(Entries from a dataset)

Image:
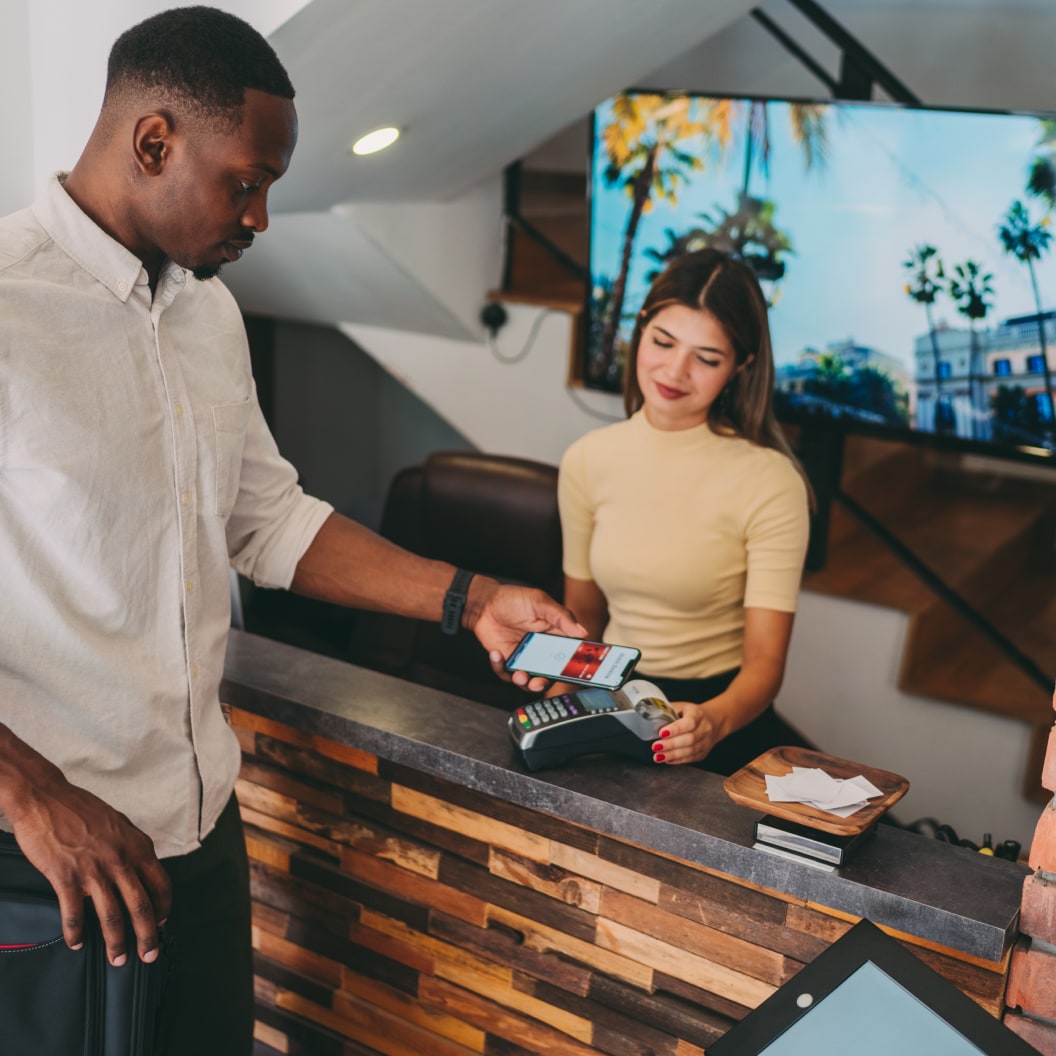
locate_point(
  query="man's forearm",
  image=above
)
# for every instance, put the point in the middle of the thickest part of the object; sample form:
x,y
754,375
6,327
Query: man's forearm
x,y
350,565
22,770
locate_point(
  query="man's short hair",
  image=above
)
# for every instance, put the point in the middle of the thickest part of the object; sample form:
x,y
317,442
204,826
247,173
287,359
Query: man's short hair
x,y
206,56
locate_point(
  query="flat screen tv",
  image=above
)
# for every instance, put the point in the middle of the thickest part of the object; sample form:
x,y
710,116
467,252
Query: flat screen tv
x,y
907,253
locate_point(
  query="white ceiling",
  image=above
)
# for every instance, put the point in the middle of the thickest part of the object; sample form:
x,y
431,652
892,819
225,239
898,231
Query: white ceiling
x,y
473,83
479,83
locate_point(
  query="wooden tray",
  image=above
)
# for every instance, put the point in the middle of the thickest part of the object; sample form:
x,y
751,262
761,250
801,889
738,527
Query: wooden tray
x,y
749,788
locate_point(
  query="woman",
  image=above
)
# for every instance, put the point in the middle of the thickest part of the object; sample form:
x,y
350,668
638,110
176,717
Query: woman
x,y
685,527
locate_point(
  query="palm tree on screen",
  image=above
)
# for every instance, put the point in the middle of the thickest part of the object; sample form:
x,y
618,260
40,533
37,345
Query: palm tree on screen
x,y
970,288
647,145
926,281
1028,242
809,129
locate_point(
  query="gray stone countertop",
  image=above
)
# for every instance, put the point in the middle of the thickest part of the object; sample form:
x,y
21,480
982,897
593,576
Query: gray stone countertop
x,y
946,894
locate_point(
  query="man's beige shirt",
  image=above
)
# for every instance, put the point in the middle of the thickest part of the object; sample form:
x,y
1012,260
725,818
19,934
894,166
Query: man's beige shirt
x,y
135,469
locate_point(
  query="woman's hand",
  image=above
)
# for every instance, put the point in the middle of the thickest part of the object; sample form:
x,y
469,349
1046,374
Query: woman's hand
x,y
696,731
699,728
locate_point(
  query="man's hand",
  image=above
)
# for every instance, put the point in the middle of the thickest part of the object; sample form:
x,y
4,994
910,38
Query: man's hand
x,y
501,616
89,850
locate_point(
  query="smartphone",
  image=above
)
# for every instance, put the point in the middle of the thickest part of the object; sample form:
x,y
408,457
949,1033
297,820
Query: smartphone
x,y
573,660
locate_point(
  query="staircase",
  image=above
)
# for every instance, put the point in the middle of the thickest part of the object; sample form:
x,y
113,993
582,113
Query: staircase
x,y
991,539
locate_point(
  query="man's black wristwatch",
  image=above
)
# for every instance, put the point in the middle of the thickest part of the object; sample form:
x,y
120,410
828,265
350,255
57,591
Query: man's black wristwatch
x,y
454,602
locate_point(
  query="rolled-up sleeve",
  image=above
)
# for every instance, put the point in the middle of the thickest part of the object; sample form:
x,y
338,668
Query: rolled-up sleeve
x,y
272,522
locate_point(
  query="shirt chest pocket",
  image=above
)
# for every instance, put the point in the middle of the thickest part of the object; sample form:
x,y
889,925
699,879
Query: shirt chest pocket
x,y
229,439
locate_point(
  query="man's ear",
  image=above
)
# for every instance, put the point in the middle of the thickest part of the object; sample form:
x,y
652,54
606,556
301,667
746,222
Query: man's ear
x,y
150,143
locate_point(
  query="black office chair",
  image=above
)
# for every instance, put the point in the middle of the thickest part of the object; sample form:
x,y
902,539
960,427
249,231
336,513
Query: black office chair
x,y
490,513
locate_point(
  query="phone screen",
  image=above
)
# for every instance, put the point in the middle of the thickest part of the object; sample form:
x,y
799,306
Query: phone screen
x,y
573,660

What the task asks ▸
Give back every line exactly as it stands, pictures excluded.

Solution to the exercise ▸
Image:
locate_point(
  query="man's forearm",
  image=above
)
# for every instance, put the point in the middle of the thickest part of the object; sample form:
x,y
754,375
6,327
Query: man's forearm
x,y
350,565
22,770
locate_point(
  query="man's short hair",
  image=above
)
# for every instance, put the point in the middle of the thickest part of the object; sample form:
x,y
317,442
204,826
247,173
287,359
Query: man's short hair
x,y
206,56
locate_point(
  query="flat screen tv",
  image=above
)
# for every instance, put the point in the middle of the thickest part of the object; sample form:
x,y
710,116
467,252
Query: flat screen tv
x,y
907,253
locate_point(
  query="white ceiling",
  image=above
)
# for every instance, put the point in the middle of the thickest part of the object; sample form:
x,y
431,652
892,819
225,239
898,231
Query: white ceiling
x,y
473,83
479,83
locate_point(
  query="wooden tray",
  image=above
)
# for every instance, put the point in the middle of the thickest part of the object; sample form:
x,y
751,262
761,250
801,889
738,527
Query: wooden tray
x,y
749,788
locate_point(
  query="woman",
  image=above
)
# for every instance, put the point in the middle of the thickest part of the object; sample form:
x,y
350,668
638,110
176,717
Query: woman
x,y
685,527
locate_point(
  query="palm tree on screen",
  image=above
)
# for every instance, put the point in the middle of the thickest part of the object; sample form:
x,y
618,260
40,533
37,345
Query: palm tree on screen
x,y
970,288
647,145
926,281
1028,242
809,129
locate_point(
  query="gray stone countertop",
  image=above
)
# for every instance, put the point in the middle of the thickest part of the object; sample form:
x,y
21,480
982,897
593,576
Query: gray stone countertop
x,y
946,894
locate_point(
  query="man's beige shirt",
  image=above
)
# for every instance, put the point in the middle of the thickest part of the object; sample form:
x,y
1012,260
725,818
19,934
894,166
Query: man's beige shirt
x,y
135,469
locate_point(
  query="woman's hand",
  image=above
)
# for every instance, put the point in the middle of the thickest part of the object; sample form:
x,y
469,349
1046,374
Query: woman's hand
x,y
696,731
699,728
locate_point(
  query="man's hand",
  image=above
)
# for every instance, put the point in the middle of the thickest part of the object; sample form:
x,y
4,994
910,38
Query: man's hand
x,y
501,616
89,850
locate_point(
  query="smartphone",
  image=above
)
# for every instance, put the point in the middle of the thickest part of the object; sample form:
x,y
408,457
949,1033
297,820
Query: smartphone
x,y
573,660
locate_point(
  query="staircase",
  image=above
)
# for every instance, put the point in the middle of the thickest part of the object; sample form:
x,y
113,993
582,113
Query: staircase
x,y
991,539
locate_point(
  query="man's black wristwatch",
  image=above
)
# for every instance, put the point in the middle of the thickest part of the object; sample form:
x,y
120,410
828,265
350,255
57,591
Query: man's black wristwatch
x,y
454,602
locate_point(
  query="rolled-up sleeve",
  image=above
)
# for every instance, put the point in the middle of the thickest part of the object; sample form:
x,y
338,668
Query: rolled-up sleeve
x,y
272,522
locate_point(
  query="shirt chest pocket",
  image=above
)
# for every instance, put the point in the middle of the thickest part of the object; sample form:
x,y
889,925
699,879
Query: shirt chest pocket
x,y
229,439
locate_point(
  query="man's ear",
  image=above
)
# for every instance, put the point in the middle of the thickest part of the object; sample form:
x,y
652,54
606,556
301,667
746,222
Query: man's ear
x,y
150,143
locate_point(
  query="black office chair",
  image=above
)
# for every instance, put the point in the middle of the thickest part of the object; sample form:
x,y
902,539
960,427
249,231
336,513
Query: black office chair
x,y
490,513
locate_point(
  query="phone screen",
  image=above
)
# for every instance, put the point in the middle of the thickest part of the object; sample form:
x,y
799,306
Query: phone screen
x,y
573,660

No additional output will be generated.